▸ **TO DO**:
Copy the items below, replacing "masks go here" with "masks belong here" wherever it occurs and changing nothing else.

▸ **THE DATA**:
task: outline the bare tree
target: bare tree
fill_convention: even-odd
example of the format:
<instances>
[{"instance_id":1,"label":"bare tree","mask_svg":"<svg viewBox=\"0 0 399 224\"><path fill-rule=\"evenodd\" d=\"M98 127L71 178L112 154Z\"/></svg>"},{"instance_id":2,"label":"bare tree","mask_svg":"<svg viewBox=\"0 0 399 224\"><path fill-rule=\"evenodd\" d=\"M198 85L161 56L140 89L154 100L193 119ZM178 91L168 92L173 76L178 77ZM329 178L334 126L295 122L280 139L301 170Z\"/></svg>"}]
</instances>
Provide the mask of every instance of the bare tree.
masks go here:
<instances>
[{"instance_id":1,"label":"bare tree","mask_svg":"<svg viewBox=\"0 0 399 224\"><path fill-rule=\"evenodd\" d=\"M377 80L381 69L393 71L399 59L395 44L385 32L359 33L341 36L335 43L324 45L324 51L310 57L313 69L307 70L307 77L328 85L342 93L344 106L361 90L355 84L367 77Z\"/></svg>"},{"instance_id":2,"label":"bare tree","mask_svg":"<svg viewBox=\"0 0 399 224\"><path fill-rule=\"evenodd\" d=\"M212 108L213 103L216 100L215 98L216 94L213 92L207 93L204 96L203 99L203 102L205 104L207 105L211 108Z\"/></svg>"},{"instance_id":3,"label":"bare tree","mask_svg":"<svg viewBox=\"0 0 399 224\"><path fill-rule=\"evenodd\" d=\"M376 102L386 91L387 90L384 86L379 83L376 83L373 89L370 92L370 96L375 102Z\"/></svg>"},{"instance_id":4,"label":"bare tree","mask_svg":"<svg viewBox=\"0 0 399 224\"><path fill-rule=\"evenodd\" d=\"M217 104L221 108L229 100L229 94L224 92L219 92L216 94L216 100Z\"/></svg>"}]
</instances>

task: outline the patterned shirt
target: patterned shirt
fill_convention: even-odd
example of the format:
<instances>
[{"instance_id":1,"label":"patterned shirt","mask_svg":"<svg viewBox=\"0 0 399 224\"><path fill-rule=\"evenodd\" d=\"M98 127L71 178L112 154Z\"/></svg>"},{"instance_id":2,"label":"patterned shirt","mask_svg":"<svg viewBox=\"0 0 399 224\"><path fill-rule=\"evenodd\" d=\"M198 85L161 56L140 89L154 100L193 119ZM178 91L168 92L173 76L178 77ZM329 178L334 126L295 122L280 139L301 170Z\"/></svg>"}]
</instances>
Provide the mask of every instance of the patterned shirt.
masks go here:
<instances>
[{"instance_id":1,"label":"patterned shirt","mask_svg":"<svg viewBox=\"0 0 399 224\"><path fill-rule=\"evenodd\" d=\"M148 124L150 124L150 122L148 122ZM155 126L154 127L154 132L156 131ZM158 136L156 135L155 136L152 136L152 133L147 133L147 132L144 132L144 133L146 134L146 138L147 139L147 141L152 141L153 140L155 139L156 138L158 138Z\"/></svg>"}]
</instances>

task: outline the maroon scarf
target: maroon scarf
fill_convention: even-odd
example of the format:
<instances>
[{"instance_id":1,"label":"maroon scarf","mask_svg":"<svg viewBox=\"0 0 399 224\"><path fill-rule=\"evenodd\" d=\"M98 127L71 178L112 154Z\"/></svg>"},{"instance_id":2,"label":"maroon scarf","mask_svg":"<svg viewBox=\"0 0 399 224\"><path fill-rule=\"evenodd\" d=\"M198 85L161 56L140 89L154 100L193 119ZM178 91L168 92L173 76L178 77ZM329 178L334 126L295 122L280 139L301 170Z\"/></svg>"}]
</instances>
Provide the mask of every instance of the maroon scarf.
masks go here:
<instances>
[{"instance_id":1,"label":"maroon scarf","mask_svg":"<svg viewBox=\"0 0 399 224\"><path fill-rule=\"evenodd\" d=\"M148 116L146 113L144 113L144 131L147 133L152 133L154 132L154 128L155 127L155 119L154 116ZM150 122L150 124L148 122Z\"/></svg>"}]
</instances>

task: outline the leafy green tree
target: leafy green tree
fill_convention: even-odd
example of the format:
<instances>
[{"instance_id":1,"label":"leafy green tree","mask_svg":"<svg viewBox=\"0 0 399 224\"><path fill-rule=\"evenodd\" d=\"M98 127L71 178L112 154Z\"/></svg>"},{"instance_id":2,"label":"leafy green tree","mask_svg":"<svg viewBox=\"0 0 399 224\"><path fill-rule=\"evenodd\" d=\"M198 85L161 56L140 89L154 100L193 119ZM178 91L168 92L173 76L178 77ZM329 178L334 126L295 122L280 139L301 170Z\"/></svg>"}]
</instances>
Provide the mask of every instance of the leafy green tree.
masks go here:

▸ **EXERCISE RESULT**:
task: outline the bare tree
target: bare tree
fill_convention: even-odd
example of the format:
<instances>
[{"instance_id":1,"label":"bare tree","mask_svg":"<svg viewBox=\"0 0 399 224\"><path fill-rule=\"evenodd\" d=\"M98 127L71 178L112 154Z\"/></svg>"},{"instance_id":2,"label":"bare tree","mask_svg":"<svg viewBox=\"0 0 399 224\"><path fill-rule=\"evenodd\" d=\"M198 85L161 56L140 89L154 100L193 119ZM178 91L168 92L173 76L178 77ZM329 178L334 126L295 122L280 139L301 170Z\"/></svg>"}]
</instances>
Provide the mask of every instance of the bare tree.
masks belong here:
<instances>
[{"instance_id":1,"label":"bare tree","mask_svg":"<svg viewBox=\"0 0 399 224\"><path fill-rule=\"evenodd\" d=\"M377 80L381 69L393 71L399 59L395 44L385 32L359 33L341 36L335 43L324 45L324 51L310 57L313 69L307 70L307 77L328 85L342 93L344 106L361 90L355 84L367 77Z\"/></svg>"},{"instance_id":2,"label":"bare tree","mask_svg":"<svg viewBox=\"0 0 399 224\"><path fill-rule=\"evenodd\" d=\"M212 108L213 103L216 100L215 98L216 94L213 92L207 93L204 96L203 99L203 102L205 104L207 105L211 108Z\"/></svg>"},{"instance_id":3,"label":"bare tree","mask_svg":"<svg viewBox=\"0 0 399 224\"><path fill-rule=\"evenodd\" d=\"M376 102L386 91L387 90L384 86L379 83L376 83L373 89L370 92L370 96L375 102Z\"/></svg>"},{"instance_id":4,"label":"bare tree","mask_svg":"<svg viewBox=\"0 0 399 224\"><path fill-rule=\"evenodd\" d=\"M217 104L221 108L229 100L229 94L224 92L219 92L216 94L216 100Z\"/></svg>"}]
</instances>

task: outline the patterned shirt
target: patterned shirt
fill_convention: even-odd
example of the format:
<instances>
[{"instance_id":1,"label":"patterned shirt","mask_svg":"<svg viewBox=\"0 0 399 224\"><path fill-rule=\"evenodd\" d=\"M98 127L71 178L112 154Z\"/></svg>"},{"instance_id":2,"label":"patterned shirt","mask_svg":"<svg viewBox=\"0 0 399 224\"><path fill-rule=\"evenodd\" d=\"M198 85L161 56L140 89L154 100L193 119ZM178 91L168 92L173 76L178 77ZM329 178L334 126L295 122L280 139L301 170Z\"/></svg>"}]
</instances>
Provide the mask of every instance of the patterned shirt.
masks belong here:
<instances>
[{"instance_id":1,"label":"patterned shirt","mask_svg":"<svg viewBox=\"0 0 399 224\"><path fill-rule=\"evenodd\" d=\"M148 124L150 124L150 122L148 122ZM155 126L154 127L154 132L156 131ZM158 136L156 135L155 136L152 136L152 133L147 133L147 132L144 132L144 133L146 134L146 138L147 139L147 141L152 141L153 140L155 139L156 138L158 138Z\"/></svg>"}]
</instances>

task: outline the maroon scarf
target: maroon scarf
fill_convention: even-odd
example of the format:
<instances>
[{"instance_id":1,"label":"maroon scarf","mask_svg":"<svg viewBox=\"0 0 399 224\"><path fill-rule=\"evenodd\" d=\"M98 127L71 178L112 154Z\"/></svg>"},{"instance_id":2,"label":"maroon scarf","mask_svg":"<svg viewBox=\"0 0 399 224\"><path fill-rule=\"evenodd\" d=\"M198 85L161 56L140 89L154 100L193 119ZM178 91L168 92L173 76L178 77ZM329 178L334 126L295 122L280 139L301 170Z\"/></svg>"}]
</instances>
Provide the mask of every instance of the maroon scarf.
masks belong here:
<instances>
[{"instance_id":1,"label":"maroon scarf","mask_svg":"<svg viewBox=\"0 0 399 224\"><path fill-rule=\"evenodd\" d=\"M148 116L146 113L144 113L144 131L147 133L152 133L154 132L154 128L155 127L155 119L154 116ZM150 122L150 124L148 122Z\"/></svg>"}]
</instances>

task: outline the leafy green tree
target: leafy green tree
fill_convention: even-odd
example of the format:
<instances>
[{"instance_id":1,"label":"leafy green tree","mask_svg":"<svg viewBox=\"0 0 399 224\"><path fill-rule=\"evenodd\" d=\"M98 127L71 178L112 154Z\"/></svg>"},{"instance_id":2,"label":"leafy green tree","mask_svg":"<svg viewBox=\"0 0 399 224\"><path fill-rule=\"evenodd\" d=\"M198 85L161 56L140 89L154 100L193 119ZM178 91L168 92L173 76L178 77ZM329 178L334 126L295 122L280 139L301 170Z\"/></svg>"}]
</instances>
Provide the mask of every instance of the leafy green tree.
masks belong here:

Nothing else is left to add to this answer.